Images for object localization:
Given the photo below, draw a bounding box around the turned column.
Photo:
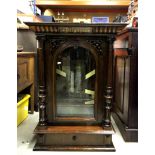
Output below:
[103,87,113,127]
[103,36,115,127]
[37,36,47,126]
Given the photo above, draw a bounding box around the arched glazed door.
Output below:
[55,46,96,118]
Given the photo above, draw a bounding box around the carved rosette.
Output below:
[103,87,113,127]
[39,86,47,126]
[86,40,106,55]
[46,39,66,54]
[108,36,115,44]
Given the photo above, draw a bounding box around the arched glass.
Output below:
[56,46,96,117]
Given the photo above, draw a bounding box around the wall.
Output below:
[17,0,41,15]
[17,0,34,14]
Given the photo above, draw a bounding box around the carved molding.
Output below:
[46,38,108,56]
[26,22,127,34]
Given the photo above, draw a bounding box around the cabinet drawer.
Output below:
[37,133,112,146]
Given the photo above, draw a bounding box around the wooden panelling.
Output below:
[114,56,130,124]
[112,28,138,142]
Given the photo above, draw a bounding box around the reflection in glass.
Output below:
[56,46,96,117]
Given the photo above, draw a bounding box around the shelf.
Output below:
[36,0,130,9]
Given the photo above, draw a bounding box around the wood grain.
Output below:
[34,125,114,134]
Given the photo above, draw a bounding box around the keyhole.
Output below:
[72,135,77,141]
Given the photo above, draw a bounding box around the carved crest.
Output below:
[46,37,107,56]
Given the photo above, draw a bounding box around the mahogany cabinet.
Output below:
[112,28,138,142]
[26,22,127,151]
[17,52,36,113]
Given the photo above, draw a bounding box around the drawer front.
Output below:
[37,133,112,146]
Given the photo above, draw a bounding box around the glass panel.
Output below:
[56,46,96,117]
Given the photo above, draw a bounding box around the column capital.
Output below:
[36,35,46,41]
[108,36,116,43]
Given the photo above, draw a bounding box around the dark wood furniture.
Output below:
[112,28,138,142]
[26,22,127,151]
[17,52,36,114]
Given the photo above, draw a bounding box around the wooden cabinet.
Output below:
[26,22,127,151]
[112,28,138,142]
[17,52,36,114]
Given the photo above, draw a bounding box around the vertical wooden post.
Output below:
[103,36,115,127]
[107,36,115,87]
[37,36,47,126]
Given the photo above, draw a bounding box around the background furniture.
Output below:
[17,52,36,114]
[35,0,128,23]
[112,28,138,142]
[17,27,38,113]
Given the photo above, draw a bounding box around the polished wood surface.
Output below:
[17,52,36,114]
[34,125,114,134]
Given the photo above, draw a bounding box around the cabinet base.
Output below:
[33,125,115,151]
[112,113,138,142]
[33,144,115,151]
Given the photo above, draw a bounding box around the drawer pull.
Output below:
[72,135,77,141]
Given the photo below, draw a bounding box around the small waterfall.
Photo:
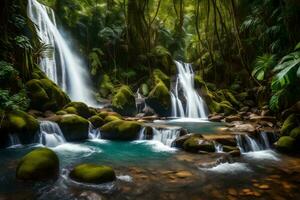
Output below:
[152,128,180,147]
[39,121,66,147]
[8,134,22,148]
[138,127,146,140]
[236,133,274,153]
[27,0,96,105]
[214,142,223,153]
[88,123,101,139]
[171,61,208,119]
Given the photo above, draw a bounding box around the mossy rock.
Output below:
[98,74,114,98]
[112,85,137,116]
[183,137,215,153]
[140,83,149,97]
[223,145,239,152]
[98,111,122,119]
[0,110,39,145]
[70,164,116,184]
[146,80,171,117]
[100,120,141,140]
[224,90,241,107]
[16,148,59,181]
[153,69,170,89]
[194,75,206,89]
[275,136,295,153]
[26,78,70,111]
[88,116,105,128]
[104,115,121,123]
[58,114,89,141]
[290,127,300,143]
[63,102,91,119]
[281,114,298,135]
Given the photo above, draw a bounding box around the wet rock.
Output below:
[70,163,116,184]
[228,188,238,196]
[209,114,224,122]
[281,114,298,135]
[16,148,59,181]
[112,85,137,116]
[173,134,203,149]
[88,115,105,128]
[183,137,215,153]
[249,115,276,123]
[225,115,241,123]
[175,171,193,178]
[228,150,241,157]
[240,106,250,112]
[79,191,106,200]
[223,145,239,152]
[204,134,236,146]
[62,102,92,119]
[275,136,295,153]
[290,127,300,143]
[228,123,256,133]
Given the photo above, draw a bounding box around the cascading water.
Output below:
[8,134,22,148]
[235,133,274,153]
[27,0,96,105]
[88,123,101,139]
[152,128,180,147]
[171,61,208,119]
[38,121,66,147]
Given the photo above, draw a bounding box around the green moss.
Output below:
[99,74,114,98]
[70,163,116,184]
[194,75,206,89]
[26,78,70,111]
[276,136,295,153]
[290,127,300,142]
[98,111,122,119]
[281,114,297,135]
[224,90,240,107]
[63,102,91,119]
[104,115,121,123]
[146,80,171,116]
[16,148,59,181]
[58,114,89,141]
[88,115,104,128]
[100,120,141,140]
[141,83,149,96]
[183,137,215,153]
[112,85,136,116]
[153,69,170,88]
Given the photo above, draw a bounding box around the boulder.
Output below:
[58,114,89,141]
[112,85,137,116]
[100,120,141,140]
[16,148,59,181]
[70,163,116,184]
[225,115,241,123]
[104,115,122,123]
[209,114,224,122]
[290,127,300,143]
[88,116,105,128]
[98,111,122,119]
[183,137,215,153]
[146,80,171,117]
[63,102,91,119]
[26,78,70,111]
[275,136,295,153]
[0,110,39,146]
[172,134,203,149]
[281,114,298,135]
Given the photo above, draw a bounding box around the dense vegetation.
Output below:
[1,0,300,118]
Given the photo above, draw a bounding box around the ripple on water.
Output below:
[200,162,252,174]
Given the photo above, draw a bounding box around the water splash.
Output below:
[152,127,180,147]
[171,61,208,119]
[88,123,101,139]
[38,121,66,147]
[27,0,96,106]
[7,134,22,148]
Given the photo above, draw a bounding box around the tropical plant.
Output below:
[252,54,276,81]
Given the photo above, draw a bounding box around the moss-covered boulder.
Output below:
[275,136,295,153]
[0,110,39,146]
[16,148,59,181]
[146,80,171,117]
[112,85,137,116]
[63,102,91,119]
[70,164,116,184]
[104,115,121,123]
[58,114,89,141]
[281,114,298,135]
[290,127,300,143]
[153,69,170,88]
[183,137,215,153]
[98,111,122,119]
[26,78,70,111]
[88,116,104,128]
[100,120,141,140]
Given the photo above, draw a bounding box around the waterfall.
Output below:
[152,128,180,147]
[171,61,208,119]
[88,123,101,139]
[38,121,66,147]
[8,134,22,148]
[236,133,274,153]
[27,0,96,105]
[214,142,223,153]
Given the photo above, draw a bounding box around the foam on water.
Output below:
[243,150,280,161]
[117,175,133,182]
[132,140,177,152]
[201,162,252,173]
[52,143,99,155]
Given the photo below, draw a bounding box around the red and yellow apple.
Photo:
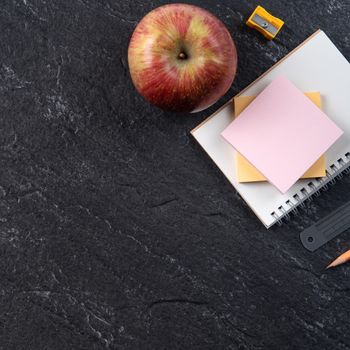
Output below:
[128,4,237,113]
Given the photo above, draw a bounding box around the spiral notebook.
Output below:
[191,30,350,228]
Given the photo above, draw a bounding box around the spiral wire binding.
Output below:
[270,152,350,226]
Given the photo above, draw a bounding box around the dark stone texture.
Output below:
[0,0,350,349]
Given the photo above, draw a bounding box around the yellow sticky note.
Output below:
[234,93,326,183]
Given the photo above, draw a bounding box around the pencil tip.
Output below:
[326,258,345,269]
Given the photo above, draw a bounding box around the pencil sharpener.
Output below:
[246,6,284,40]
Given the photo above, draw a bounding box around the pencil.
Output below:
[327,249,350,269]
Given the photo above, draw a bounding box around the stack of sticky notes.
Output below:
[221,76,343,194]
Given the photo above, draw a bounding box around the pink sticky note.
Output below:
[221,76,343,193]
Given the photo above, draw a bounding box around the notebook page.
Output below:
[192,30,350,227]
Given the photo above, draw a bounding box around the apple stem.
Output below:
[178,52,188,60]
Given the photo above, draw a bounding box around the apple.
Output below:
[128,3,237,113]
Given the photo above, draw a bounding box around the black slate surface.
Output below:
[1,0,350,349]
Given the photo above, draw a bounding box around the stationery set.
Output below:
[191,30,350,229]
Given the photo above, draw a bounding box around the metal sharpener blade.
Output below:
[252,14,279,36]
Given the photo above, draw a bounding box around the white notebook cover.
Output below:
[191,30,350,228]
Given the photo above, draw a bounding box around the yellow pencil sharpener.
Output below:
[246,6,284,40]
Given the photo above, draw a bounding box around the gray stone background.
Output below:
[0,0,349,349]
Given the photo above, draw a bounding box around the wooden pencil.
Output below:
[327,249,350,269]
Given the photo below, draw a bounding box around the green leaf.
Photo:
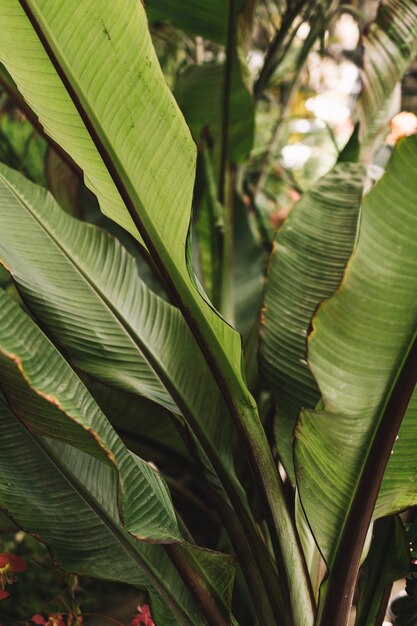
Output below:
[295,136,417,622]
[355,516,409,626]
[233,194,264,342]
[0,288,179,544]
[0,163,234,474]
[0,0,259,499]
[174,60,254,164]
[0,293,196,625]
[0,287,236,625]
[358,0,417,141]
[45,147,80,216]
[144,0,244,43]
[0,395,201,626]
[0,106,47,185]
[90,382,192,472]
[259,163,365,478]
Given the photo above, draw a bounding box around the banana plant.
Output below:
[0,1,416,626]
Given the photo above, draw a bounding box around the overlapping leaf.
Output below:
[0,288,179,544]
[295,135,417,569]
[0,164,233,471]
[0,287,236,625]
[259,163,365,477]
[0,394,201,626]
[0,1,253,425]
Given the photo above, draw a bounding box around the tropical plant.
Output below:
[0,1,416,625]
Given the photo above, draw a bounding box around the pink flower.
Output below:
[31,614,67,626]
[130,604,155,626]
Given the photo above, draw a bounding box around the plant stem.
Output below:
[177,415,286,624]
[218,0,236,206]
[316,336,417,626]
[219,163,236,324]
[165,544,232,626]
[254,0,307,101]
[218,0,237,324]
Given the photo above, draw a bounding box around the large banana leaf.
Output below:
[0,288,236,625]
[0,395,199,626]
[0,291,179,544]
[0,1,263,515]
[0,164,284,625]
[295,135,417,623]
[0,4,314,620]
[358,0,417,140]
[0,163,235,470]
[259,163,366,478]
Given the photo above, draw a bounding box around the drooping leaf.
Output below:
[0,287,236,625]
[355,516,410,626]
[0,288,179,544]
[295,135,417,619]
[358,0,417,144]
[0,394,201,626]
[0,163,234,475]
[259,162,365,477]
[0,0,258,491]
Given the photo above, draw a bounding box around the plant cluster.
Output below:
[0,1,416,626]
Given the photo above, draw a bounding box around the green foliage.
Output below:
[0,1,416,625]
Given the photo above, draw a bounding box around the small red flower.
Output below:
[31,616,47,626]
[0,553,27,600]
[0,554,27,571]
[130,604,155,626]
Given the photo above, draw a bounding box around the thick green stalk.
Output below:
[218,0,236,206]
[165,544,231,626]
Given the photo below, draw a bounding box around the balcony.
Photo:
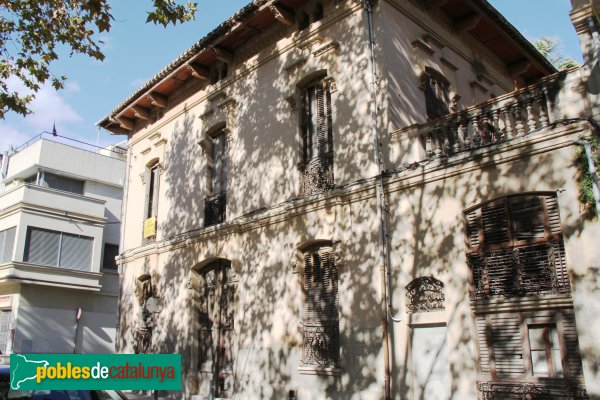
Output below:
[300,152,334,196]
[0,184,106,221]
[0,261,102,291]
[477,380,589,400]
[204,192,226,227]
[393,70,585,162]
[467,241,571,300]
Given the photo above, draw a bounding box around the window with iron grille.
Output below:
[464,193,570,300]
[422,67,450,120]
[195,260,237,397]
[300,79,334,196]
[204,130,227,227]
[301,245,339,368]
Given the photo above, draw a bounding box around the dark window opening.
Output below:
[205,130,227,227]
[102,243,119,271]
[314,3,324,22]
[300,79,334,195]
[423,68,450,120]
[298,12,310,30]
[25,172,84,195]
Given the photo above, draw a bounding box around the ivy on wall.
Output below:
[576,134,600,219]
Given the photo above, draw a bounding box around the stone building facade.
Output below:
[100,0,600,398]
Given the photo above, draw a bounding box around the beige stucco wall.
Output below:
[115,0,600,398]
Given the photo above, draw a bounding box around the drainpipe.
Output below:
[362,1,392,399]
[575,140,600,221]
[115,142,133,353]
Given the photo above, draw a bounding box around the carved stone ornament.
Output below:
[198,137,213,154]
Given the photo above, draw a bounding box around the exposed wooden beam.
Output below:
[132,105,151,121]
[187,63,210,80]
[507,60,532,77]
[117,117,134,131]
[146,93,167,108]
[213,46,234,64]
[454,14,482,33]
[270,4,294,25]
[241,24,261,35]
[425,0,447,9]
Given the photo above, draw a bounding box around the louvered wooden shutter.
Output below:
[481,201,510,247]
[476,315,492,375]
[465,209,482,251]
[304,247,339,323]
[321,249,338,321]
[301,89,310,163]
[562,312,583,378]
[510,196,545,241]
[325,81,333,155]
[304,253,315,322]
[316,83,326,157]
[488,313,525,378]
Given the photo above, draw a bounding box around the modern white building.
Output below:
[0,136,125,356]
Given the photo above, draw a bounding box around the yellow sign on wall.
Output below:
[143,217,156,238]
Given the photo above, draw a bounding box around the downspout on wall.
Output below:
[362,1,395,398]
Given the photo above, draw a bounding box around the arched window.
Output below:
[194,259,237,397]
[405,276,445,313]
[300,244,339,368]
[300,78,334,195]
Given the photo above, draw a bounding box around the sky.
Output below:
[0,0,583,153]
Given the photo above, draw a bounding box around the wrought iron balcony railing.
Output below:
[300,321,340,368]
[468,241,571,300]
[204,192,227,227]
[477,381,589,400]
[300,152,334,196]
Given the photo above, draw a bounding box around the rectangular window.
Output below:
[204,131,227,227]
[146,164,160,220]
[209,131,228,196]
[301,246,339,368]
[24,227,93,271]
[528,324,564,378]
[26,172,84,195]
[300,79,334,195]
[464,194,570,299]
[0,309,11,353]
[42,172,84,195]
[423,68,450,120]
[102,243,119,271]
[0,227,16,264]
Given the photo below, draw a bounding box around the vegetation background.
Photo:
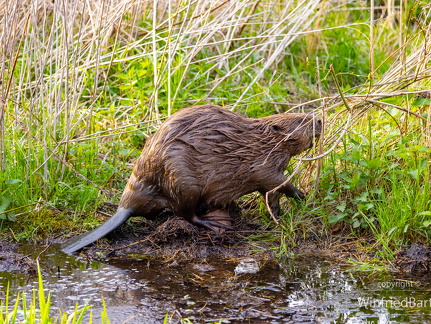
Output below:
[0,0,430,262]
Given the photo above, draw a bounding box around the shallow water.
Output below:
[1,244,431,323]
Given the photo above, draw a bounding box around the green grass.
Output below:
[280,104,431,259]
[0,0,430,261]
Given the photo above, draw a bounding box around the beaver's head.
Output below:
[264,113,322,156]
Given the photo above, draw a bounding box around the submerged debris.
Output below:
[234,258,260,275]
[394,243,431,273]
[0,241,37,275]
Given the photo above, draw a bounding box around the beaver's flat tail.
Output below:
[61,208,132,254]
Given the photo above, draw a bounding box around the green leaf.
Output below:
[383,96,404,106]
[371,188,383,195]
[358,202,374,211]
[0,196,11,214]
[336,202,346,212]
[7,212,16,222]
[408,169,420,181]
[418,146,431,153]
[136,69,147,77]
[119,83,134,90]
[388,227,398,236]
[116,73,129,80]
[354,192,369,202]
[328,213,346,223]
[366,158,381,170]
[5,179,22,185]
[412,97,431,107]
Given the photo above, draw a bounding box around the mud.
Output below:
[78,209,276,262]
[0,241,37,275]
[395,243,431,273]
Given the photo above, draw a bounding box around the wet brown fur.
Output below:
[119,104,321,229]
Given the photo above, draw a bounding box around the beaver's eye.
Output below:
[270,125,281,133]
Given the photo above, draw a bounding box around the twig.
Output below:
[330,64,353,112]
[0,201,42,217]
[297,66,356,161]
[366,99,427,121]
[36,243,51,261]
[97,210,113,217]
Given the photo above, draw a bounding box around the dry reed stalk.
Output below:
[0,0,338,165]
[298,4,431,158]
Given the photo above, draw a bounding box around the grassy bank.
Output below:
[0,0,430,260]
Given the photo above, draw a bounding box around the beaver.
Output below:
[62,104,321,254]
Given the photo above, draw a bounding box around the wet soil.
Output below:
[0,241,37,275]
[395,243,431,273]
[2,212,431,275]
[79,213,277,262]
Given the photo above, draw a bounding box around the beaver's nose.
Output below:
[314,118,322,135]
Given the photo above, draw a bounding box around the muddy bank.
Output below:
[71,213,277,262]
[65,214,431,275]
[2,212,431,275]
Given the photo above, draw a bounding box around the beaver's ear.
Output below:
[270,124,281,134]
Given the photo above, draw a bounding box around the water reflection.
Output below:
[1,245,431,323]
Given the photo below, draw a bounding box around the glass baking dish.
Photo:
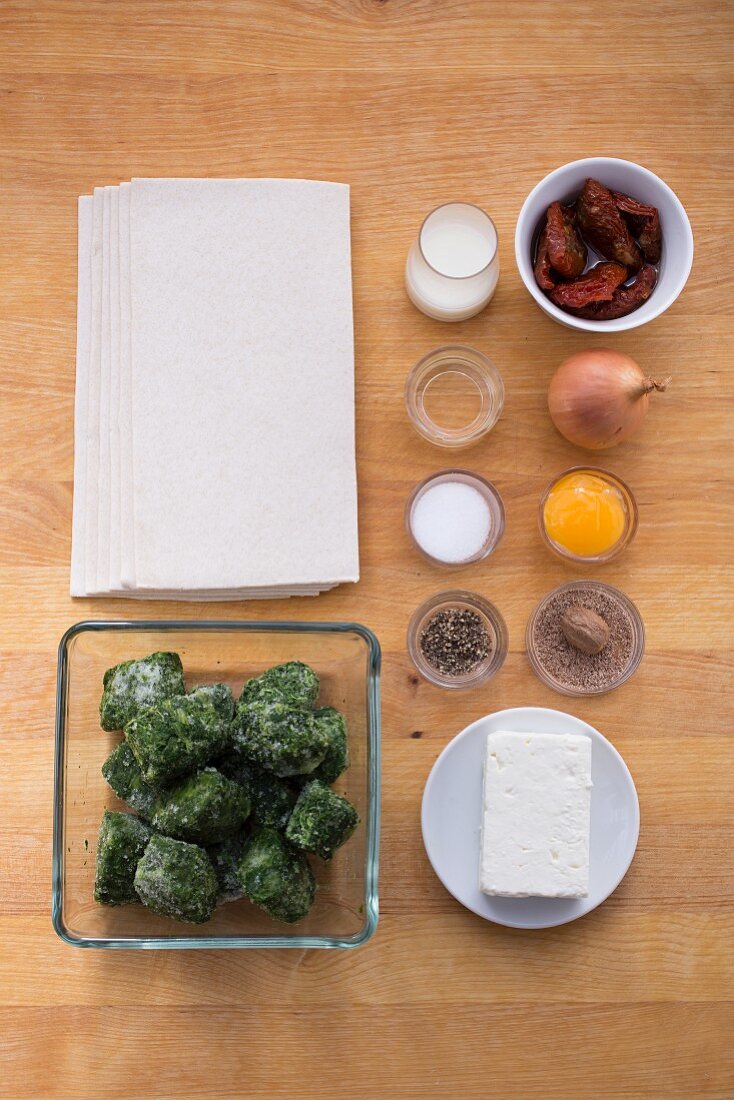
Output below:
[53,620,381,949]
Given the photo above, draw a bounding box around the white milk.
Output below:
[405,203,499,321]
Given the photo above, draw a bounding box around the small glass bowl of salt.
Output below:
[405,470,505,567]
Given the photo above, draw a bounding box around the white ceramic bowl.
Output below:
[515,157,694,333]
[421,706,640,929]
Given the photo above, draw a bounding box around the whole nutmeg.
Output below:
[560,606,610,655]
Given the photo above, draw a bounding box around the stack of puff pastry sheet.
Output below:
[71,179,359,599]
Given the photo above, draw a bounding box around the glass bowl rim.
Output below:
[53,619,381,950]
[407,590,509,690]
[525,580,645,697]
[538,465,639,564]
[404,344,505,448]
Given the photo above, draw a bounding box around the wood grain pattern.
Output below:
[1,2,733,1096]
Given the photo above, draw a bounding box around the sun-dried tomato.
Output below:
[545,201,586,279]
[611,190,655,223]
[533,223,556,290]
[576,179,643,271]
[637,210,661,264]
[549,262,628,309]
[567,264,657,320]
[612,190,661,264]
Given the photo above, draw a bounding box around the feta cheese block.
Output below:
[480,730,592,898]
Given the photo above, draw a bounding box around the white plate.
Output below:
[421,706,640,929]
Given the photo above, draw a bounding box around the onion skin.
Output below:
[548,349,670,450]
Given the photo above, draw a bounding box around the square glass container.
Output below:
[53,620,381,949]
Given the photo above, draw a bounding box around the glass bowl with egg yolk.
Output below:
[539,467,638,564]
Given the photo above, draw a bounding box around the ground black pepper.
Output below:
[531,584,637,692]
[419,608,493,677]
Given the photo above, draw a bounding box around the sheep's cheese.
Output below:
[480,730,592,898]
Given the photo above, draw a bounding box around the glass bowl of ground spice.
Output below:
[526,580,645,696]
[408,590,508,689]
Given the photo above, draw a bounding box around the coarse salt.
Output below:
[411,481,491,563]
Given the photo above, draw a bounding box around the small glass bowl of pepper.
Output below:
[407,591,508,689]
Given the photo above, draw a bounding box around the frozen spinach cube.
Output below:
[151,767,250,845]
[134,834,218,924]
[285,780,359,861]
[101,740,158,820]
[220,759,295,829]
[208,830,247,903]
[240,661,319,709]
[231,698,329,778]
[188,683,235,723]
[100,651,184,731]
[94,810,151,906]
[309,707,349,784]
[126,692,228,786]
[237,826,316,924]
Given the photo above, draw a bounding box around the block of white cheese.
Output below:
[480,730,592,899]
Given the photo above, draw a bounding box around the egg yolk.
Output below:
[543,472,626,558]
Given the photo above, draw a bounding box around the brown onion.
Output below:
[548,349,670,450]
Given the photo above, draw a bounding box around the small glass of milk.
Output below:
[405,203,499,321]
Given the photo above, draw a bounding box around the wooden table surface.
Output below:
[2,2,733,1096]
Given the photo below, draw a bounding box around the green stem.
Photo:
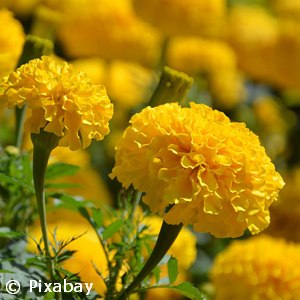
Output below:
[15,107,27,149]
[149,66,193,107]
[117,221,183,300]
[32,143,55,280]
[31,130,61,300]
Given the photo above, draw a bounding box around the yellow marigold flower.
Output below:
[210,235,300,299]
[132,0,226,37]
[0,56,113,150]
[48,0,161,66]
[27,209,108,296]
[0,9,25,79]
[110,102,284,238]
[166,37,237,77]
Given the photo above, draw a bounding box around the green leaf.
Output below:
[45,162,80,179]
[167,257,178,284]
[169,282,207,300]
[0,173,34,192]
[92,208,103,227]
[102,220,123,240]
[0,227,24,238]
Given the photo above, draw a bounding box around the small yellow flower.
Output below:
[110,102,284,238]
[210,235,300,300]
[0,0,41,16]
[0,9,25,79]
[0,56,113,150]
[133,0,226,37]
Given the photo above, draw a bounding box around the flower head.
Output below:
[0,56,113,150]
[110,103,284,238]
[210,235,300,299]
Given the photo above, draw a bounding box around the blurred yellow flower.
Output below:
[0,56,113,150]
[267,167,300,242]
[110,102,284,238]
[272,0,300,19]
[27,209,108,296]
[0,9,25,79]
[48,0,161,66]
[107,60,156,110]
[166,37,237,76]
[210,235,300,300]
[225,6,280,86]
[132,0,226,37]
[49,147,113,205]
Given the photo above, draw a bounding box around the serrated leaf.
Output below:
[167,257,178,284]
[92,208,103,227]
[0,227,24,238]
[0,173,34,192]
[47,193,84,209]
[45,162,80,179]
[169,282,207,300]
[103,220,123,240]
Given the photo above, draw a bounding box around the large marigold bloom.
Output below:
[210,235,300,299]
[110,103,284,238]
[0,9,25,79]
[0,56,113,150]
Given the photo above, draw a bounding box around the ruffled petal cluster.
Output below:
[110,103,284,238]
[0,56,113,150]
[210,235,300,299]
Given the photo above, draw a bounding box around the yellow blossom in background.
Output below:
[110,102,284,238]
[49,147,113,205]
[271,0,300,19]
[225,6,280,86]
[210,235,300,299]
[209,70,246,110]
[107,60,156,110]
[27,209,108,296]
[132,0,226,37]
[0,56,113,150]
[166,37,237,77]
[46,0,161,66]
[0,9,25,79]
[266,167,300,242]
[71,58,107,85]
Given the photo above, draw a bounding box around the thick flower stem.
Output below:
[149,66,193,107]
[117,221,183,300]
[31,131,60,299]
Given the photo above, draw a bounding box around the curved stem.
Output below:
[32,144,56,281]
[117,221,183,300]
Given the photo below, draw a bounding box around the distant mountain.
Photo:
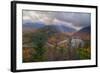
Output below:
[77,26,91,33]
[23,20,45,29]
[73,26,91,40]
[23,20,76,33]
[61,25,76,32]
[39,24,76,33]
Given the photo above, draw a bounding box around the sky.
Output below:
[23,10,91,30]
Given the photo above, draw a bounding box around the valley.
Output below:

§ **Aim of the task**: Could you copy every line from the records that mentions the word "stone"?

§ **Worked solution**:
Given the photo above, draw a bounding box around the dark stone texture.
Given the photo above, draw a bounding box around the gray stone background.
Given the photo above, draw a bounding box around the stone building facade.
Given the photo above, draw a bounding box around the carved stone ornament.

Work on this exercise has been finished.